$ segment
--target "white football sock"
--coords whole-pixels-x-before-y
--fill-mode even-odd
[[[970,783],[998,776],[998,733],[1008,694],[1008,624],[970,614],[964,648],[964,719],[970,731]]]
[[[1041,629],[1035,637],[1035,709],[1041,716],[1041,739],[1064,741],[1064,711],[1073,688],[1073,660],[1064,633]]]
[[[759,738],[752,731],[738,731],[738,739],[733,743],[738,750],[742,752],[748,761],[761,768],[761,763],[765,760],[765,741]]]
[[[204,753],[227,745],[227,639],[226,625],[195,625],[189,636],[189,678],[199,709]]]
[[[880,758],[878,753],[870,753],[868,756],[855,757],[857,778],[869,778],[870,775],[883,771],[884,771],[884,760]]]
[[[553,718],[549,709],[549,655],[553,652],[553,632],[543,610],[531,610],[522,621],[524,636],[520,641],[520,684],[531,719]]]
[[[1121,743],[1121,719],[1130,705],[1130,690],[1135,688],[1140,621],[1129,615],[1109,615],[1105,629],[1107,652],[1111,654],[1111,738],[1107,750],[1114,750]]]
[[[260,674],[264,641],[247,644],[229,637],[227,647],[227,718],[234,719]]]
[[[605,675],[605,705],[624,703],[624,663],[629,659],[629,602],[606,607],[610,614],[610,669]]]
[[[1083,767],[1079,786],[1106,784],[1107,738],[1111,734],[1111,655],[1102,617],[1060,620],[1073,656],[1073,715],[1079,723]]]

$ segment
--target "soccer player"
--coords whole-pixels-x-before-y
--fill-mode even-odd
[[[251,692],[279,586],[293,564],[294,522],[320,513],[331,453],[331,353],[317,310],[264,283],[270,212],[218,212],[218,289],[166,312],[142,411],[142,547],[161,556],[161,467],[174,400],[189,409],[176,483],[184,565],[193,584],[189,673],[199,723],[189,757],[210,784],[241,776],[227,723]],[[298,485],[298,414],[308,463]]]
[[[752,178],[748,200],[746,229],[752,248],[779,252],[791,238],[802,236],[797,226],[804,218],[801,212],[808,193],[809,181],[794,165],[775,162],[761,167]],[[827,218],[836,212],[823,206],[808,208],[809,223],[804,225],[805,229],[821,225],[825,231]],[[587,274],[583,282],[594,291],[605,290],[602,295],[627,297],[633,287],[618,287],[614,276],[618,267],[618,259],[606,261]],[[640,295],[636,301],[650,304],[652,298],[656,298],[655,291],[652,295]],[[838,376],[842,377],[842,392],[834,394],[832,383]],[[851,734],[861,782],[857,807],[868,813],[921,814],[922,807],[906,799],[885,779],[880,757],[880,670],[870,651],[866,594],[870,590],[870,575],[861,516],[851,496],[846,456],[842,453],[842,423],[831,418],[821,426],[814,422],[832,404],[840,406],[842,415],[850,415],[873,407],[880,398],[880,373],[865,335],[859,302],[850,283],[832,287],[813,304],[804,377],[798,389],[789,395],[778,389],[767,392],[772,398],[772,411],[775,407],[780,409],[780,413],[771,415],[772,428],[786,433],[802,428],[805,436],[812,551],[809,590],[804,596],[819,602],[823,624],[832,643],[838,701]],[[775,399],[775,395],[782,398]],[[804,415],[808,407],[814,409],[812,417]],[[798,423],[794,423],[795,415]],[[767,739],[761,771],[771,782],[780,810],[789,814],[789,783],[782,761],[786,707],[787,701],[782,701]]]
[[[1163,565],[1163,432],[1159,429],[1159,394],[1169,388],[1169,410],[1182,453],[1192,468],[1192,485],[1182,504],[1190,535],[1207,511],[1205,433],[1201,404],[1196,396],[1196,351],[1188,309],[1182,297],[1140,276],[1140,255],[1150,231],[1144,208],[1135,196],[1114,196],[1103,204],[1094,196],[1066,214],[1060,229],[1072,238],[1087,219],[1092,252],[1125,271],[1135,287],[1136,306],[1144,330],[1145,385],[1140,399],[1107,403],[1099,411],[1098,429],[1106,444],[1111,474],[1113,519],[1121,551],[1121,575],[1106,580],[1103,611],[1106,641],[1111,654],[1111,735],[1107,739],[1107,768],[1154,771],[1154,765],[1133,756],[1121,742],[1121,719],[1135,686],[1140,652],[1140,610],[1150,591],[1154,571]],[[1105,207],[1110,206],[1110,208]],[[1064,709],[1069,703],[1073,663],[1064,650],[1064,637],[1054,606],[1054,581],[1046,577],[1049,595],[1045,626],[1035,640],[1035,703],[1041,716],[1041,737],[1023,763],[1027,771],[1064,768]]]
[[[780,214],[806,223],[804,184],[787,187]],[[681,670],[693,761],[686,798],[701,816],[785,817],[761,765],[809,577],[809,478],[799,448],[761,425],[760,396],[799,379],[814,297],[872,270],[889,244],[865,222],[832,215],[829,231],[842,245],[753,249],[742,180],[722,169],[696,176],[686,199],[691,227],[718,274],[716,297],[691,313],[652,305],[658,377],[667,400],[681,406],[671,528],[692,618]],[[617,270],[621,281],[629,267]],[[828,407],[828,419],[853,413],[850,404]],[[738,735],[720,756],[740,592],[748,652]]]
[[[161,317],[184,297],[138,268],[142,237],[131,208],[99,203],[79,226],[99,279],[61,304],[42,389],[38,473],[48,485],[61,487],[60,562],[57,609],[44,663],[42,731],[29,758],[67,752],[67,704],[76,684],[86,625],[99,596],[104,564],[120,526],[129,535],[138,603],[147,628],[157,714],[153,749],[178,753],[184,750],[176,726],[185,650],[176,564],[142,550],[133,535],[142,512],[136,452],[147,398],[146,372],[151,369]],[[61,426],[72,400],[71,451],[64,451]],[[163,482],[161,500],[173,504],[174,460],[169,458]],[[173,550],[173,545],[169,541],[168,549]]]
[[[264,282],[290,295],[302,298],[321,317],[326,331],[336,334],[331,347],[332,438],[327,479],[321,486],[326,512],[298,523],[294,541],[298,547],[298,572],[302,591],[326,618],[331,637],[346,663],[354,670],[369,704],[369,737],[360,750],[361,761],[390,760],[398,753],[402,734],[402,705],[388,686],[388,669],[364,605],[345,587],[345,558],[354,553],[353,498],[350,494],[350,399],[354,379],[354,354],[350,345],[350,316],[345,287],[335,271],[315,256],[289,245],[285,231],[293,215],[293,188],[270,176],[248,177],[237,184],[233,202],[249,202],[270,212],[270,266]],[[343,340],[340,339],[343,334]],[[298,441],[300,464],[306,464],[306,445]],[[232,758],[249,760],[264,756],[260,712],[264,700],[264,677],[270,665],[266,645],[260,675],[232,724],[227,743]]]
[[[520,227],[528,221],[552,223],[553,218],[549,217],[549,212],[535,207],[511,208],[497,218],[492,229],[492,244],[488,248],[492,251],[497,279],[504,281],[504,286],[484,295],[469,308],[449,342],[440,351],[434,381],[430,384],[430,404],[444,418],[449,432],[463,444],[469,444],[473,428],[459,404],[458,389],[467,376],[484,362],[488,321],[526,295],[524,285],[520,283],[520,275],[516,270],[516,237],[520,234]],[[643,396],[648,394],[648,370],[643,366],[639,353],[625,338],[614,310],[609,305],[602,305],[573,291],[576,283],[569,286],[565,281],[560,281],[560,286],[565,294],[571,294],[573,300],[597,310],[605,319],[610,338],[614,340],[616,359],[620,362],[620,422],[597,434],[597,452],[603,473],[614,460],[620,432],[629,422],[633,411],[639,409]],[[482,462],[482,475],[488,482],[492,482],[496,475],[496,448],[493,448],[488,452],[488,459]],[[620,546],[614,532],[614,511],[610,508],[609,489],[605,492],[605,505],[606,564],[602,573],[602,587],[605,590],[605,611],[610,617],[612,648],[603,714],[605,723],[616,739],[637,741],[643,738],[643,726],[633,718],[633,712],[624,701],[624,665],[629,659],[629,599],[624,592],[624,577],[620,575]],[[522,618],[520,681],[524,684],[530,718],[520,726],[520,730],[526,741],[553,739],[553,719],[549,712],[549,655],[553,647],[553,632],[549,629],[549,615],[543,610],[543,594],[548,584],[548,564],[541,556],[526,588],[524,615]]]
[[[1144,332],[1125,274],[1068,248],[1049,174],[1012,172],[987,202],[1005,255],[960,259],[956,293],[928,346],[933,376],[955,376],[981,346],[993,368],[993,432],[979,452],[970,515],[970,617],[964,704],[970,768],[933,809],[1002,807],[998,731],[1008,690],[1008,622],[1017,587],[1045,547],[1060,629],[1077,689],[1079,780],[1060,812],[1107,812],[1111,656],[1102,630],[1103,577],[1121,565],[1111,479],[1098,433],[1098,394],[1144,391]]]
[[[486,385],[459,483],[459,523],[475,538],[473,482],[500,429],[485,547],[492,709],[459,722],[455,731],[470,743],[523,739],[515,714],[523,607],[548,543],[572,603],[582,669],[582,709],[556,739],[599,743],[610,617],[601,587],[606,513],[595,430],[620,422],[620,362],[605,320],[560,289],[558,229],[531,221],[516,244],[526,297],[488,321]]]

※

_YOUR INSTRUCTIONS:_ Identify every line in the records above that contains the string "target", matching case exactly, and copy each such line in full.

_FULL SOLUTION:_
--target "white football sock"
--target "soccer player"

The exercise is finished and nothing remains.